Reproduce the items word for word, starting at the very beginning of the items and ending with the line that contains "[108, 179, 117, 196]", and omit the pictures.

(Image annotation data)
++++++++
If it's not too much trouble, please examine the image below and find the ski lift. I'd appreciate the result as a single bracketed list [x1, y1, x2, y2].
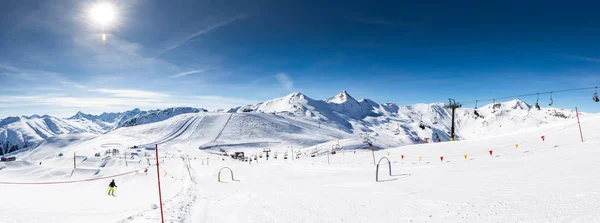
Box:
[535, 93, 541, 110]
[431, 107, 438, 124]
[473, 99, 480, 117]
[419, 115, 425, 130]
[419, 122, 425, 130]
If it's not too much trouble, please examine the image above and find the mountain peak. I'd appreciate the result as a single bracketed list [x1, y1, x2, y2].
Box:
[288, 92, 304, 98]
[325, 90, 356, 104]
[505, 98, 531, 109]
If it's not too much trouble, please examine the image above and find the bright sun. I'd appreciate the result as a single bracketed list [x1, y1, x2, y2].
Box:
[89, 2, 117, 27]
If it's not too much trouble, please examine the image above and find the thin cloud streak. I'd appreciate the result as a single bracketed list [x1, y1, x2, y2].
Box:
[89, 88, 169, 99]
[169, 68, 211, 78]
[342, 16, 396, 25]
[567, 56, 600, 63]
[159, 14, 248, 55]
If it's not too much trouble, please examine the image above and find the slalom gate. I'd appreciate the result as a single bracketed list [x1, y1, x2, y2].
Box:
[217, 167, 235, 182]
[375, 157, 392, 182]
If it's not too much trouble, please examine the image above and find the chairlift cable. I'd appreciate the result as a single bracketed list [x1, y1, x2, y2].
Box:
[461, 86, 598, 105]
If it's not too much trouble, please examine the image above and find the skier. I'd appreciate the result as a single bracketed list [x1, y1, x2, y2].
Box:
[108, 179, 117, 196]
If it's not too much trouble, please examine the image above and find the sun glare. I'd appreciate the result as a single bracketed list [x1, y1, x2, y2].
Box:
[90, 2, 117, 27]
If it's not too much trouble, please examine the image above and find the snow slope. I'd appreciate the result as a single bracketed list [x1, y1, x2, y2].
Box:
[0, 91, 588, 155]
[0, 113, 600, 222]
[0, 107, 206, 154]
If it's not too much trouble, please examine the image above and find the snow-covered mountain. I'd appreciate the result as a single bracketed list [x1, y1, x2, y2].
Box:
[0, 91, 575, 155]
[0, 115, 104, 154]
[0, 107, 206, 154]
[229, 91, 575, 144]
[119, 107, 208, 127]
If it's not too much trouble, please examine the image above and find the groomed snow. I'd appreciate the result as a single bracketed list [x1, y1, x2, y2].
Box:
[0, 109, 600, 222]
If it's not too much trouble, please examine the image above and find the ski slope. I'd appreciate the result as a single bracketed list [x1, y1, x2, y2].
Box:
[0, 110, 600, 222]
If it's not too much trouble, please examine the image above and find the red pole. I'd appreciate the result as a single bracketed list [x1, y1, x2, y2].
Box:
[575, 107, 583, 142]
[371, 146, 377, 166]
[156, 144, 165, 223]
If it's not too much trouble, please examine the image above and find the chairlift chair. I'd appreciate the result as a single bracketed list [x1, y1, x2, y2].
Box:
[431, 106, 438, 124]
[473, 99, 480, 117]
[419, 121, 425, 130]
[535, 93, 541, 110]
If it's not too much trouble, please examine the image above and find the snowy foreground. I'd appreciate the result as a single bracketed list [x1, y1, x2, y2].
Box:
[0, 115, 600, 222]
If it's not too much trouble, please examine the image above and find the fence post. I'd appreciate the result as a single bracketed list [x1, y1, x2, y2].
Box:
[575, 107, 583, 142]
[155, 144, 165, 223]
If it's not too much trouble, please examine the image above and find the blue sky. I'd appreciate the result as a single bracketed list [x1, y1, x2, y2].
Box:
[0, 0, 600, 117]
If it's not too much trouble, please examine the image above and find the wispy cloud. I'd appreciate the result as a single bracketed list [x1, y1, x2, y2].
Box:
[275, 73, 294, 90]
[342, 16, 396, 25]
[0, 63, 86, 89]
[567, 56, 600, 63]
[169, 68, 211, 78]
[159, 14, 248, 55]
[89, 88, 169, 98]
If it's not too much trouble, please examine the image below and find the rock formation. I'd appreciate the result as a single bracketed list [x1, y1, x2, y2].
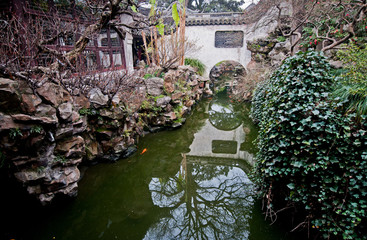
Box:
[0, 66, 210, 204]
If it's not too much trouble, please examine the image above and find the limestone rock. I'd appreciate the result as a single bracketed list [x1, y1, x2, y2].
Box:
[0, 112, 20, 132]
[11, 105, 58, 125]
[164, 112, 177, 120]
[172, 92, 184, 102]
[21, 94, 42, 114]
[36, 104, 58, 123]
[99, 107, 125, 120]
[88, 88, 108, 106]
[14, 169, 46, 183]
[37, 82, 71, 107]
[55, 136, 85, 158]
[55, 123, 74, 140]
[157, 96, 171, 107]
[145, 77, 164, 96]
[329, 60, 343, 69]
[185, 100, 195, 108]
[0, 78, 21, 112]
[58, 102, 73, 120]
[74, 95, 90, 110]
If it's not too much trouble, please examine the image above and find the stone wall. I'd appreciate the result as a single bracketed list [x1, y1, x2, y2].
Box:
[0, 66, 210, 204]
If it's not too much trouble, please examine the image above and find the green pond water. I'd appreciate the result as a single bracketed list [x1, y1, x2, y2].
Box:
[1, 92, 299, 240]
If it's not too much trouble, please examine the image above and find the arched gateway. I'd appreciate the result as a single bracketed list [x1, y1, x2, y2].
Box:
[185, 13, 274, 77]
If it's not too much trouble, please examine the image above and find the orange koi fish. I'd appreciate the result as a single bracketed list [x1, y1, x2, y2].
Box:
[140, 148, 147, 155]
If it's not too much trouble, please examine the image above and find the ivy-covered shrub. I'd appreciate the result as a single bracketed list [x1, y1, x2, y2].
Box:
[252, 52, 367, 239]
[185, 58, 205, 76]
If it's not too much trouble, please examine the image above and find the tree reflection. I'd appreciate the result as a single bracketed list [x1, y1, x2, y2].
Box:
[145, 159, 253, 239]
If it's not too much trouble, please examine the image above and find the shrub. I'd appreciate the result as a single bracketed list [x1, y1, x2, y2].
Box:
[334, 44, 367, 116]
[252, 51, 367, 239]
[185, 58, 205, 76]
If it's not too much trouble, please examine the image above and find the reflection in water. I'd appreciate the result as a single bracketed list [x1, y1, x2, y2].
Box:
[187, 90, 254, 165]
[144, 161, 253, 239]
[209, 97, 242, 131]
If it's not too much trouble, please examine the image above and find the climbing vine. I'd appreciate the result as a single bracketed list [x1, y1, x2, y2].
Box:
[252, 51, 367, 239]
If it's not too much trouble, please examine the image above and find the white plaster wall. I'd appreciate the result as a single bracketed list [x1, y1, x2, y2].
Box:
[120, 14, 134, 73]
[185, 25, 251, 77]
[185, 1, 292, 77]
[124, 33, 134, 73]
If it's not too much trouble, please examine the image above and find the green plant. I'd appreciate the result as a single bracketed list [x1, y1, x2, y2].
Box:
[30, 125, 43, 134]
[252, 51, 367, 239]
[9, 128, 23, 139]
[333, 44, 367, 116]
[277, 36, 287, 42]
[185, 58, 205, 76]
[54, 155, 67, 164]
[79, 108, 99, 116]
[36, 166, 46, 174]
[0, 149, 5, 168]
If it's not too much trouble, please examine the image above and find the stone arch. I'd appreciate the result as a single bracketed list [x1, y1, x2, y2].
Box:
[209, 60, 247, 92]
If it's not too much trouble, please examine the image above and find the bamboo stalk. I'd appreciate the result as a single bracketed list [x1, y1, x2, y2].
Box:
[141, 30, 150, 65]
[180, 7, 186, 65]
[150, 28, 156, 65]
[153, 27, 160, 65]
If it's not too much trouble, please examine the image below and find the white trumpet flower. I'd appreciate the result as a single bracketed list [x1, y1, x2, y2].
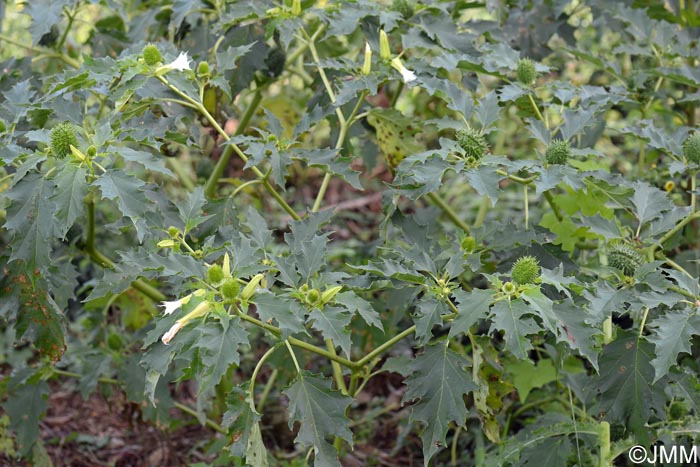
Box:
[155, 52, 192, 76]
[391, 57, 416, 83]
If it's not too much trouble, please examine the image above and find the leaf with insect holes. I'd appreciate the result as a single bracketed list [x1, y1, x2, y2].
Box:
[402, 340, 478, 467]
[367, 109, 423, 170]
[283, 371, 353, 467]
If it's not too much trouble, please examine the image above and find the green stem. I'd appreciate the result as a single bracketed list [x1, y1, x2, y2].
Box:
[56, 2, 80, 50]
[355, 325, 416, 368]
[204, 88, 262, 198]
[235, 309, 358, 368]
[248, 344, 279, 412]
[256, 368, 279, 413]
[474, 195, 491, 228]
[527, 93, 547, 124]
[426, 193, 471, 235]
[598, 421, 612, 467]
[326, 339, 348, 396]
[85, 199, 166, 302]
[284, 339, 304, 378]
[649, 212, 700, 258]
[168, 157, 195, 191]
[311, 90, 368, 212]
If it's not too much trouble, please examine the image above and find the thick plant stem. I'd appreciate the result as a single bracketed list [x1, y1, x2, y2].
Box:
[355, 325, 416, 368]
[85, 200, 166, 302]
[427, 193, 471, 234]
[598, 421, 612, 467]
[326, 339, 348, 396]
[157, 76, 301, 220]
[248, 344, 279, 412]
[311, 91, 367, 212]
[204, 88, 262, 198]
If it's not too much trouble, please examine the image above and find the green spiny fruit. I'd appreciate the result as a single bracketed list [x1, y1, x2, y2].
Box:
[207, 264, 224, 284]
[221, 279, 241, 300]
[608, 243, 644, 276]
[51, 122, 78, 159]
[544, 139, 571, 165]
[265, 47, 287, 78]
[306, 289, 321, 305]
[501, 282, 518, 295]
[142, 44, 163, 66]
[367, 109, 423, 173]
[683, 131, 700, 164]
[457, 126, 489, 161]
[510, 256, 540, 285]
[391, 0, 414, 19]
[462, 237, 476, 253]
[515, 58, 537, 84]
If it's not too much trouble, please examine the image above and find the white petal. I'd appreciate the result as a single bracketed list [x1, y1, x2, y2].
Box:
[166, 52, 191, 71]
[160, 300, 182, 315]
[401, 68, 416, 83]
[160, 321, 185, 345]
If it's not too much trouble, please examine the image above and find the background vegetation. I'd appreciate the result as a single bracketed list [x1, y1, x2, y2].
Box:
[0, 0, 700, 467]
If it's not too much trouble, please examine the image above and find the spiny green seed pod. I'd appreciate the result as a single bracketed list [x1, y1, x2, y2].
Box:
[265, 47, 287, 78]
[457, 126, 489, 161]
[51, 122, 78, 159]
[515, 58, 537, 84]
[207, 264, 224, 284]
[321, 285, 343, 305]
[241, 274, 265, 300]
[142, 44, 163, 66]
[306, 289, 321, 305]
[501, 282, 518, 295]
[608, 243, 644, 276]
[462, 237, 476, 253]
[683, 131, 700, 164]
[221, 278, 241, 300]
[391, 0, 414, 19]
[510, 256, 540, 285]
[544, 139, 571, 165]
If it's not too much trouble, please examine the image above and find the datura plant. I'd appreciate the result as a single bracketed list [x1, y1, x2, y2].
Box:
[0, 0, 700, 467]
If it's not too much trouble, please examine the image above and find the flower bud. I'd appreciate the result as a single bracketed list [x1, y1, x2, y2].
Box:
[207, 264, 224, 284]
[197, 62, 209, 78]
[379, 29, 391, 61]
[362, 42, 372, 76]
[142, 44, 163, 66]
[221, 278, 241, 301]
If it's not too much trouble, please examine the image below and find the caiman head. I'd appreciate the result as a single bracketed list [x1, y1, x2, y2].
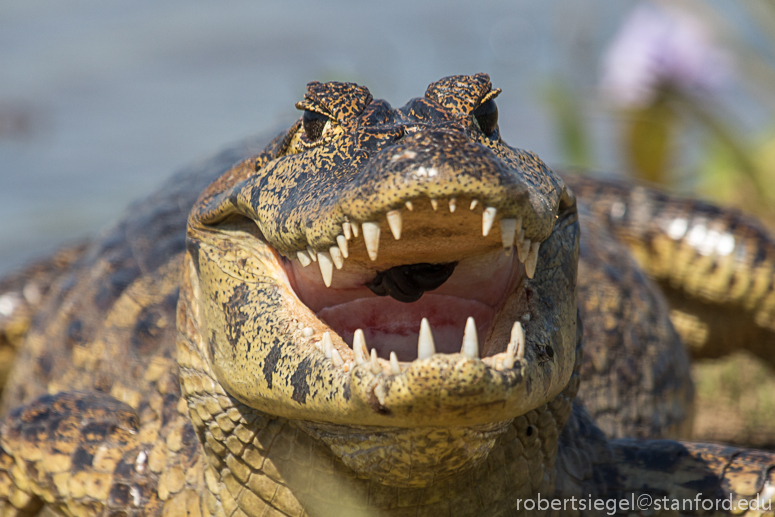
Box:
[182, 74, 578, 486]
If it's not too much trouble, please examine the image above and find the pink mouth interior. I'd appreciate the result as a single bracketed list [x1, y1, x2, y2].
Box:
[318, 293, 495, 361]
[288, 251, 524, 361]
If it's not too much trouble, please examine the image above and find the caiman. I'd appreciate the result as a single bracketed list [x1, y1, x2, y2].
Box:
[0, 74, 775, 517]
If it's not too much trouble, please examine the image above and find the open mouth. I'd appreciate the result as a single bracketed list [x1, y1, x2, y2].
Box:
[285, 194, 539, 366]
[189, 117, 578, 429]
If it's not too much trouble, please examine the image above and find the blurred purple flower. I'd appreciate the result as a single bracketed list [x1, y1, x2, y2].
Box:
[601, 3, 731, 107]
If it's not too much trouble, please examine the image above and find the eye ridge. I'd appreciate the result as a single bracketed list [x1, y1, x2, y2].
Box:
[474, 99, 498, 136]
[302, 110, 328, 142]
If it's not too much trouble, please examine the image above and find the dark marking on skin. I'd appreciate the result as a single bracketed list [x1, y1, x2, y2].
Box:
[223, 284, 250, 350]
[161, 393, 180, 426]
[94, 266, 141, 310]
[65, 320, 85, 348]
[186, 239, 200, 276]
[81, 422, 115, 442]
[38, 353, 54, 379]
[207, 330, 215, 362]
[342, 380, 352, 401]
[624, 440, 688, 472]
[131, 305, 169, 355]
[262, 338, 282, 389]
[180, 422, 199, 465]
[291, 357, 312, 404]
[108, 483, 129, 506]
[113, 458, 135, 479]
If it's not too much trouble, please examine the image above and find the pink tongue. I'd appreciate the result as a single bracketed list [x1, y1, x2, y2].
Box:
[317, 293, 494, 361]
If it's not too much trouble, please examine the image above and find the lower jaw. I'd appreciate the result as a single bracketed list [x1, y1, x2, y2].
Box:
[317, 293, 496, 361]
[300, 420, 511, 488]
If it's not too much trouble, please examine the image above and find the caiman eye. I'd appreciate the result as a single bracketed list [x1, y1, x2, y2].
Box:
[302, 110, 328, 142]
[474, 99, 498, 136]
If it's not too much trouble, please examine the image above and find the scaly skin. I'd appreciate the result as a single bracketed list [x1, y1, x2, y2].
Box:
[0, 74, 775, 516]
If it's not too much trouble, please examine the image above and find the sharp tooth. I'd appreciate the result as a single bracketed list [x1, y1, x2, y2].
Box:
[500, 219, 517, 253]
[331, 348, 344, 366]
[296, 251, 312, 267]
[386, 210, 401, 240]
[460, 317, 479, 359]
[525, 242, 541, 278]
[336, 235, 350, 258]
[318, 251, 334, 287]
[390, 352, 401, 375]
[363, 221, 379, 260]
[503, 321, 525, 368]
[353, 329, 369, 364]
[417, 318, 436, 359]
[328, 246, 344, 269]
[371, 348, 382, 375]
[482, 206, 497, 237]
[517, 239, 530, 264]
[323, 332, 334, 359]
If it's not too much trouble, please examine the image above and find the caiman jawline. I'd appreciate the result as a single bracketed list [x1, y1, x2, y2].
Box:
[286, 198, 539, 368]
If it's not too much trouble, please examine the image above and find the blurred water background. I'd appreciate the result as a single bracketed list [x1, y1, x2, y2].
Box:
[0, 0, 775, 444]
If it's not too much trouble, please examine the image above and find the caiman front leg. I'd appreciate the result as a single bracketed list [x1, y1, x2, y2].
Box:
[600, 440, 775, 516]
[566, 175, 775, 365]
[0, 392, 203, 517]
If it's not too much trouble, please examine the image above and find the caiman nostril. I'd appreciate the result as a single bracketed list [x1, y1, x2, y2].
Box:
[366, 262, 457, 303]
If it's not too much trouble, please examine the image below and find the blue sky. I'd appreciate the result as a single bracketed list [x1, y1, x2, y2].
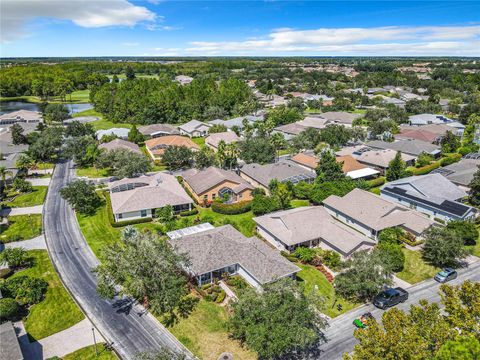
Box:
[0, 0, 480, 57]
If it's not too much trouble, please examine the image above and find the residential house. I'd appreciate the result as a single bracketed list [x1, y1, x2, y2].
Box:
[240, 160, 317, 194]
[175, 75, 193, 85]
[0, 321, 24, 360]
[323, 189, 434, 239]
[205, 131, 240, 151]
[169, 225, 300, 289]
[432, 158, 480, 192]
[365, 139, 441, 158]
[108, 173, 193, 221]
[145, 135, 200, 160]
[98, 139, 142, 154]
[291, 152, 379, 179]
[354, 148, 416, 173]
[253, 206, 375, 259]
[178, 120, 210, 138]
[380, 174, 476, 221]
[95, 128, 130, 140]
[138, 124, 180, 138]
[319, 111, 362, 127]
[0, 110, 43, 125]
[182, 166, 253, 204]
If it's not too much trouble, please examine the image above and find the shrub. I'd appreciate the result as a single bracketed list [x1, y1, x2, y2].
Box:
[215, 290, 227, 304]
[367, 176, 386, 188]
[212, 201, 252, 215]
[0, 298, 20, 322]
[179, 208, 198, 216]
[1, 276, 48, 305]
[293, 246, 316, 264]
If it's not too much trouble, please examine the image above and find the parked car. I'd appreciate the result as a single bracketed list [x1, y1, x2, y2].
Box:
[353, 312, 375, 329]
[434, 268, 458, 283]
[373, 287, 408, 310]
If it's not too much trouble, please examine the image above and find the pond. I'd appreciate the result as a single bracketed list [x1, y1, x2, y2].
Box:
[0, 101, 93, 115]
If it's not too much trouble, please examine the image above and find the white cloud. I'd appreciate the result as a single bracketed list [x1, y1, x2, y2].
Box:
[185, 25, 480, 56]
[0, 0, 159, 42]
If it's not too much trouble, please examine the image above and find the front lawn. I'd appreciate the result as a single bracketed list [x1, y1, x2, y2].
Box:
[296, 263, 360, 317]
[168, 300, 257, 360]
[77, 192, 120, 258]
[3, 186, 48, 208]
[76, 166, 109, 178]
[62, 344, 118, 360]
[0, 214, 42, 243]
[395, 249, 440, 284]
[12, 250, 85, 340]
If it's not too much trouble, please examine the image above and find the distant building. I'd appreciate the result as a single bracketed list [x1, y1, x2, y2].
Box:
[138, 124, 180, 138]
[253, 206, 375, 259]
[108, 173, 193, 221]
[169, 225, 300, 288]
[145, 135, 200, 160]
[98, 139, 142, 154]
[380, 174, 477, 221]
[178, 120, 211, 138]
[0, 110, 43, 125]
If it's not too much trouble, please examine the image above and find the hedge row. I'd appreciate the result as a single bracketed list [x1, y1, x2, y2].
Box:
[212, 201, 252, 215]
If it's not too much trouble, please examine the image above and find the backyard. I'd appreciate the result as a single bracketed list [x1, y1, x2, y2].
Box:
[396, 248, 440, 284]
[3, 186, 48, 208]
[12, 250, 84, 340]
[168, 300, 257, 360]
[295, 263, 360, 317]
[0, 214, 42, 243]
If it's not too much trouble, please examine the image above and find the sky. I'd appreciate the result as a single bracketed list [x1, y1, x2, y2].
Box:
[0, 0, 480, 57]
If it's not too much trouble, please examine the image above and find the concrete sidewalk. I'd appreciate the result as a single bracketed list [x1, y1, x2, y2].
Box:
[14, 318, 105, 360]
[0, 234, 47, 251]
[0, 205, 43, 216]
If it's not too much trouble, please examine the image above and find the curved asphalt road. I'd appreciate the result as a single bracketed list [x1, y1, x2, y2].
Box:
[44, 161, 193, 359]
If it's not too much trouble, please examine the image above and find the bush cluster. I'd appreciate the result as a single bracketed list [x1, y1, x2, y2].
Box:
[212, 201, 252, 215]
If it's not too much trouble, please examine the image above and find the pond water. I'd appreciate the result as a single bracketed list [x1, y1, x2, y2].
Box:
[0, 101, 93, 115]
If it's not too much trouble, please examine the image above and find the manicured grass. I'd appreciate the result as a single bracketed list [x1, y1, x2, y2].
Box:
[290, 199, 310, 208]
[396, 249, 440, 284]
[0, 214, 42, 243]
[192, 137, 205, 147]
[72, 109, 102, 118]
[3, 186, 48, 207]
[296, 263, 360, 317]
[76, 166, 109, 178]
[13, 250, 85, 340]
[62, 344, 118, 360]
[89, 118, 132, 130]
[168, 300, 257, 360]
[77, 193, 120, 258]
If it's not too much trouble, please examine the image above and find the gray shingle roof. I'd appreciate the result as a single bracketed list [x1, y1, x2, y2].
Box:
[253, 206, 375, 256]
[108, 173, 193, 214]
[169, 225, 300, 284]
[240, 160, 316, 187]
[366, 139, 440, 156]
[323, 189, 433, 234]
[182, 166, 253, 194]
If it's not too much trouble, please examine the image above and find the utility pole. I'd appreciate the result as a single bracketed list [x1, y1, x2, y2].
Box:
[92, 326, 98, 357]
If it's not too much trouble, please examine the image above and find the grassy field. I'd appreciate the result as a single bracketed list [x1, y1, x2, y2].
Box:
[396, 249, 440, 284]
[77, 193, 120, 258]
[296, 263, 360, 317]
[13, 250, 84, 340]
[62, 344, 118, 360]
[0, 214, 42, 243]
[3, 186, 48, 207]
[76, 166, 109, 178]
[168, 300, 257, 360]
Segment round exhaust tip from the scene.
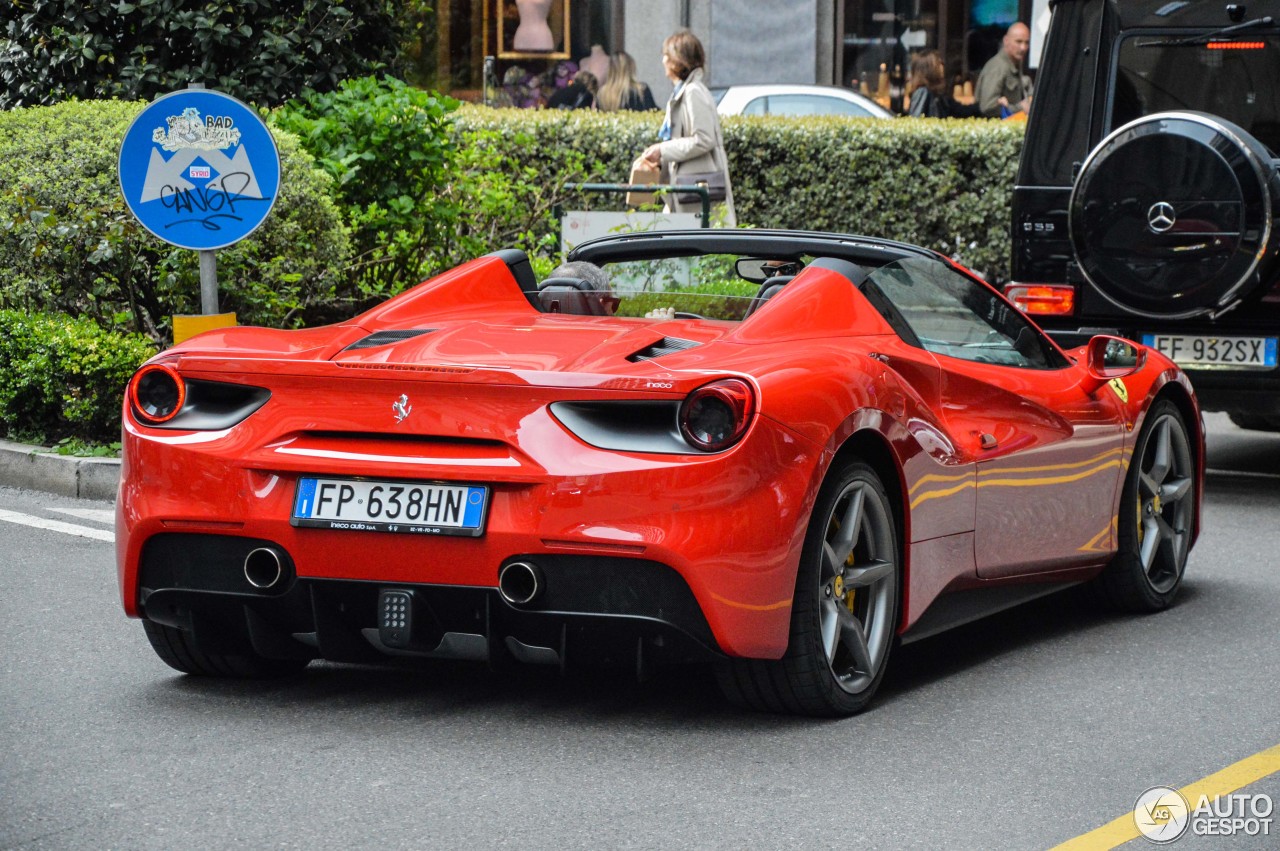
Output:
++++++++
• _Correct answer_
If it's not too much trouble, please examine the image below and find the ski lift. I'd appreciate the result as a single bracketed list [x1, y1, x2, y2].
Box:
[535, 93, 541, 110]
[431, 107, 438, 124]
[473, 99, 480, 117]
[419, 115, 425, 130]
[419, 122, 425, 130]
If it's not too much trouble, please examine the image above and find the mountain peak. I'd appreciate the result as a single bracketed list [x1, y1, x2, y2].
Box:
[288, 92, 304, 98]
[325, 90, 356, 104]
[505, 98, 531, 109]
If it's not too much trouble, please examine the image above and find the bright sun. I'd appreciate the result as a single bracketed list [x1, y1, x2, y2].
Box:
[89, 2, 117, 27]
If it's not too much trouble, please examine the image above and find the thin cloud streak. I'd appreciate the result as a single bracketed list [x1, y1, x2, y2].
Box:
[89, 88, 169, 99]
[169, 68, 211, 78]
[342, 16, 396, 25]
[567, 56, 600, 63]
[159, 14, 248, 55]
If it's not too much trouble, please examine the image above and find the slalom gate. I'd appreciate the result as a single bracketed list [x1, y1, x2, y2].
Box:
[217, 167, 235, 182]
[375, 157, 392, 182]
If it's not too much trouble, please examine the image above and find the chairlift cable. I'd appreciate the result as a single bracketed list [x1, y1, x2, y2].
Box:
[461, 86, 598, 105]
If it's not too much trouble, please examine the image above and find the skier. I'd appreciate the result as a single bracketed list [x1, y1, x2, y2].
Box:
[108, 179, 117, 196]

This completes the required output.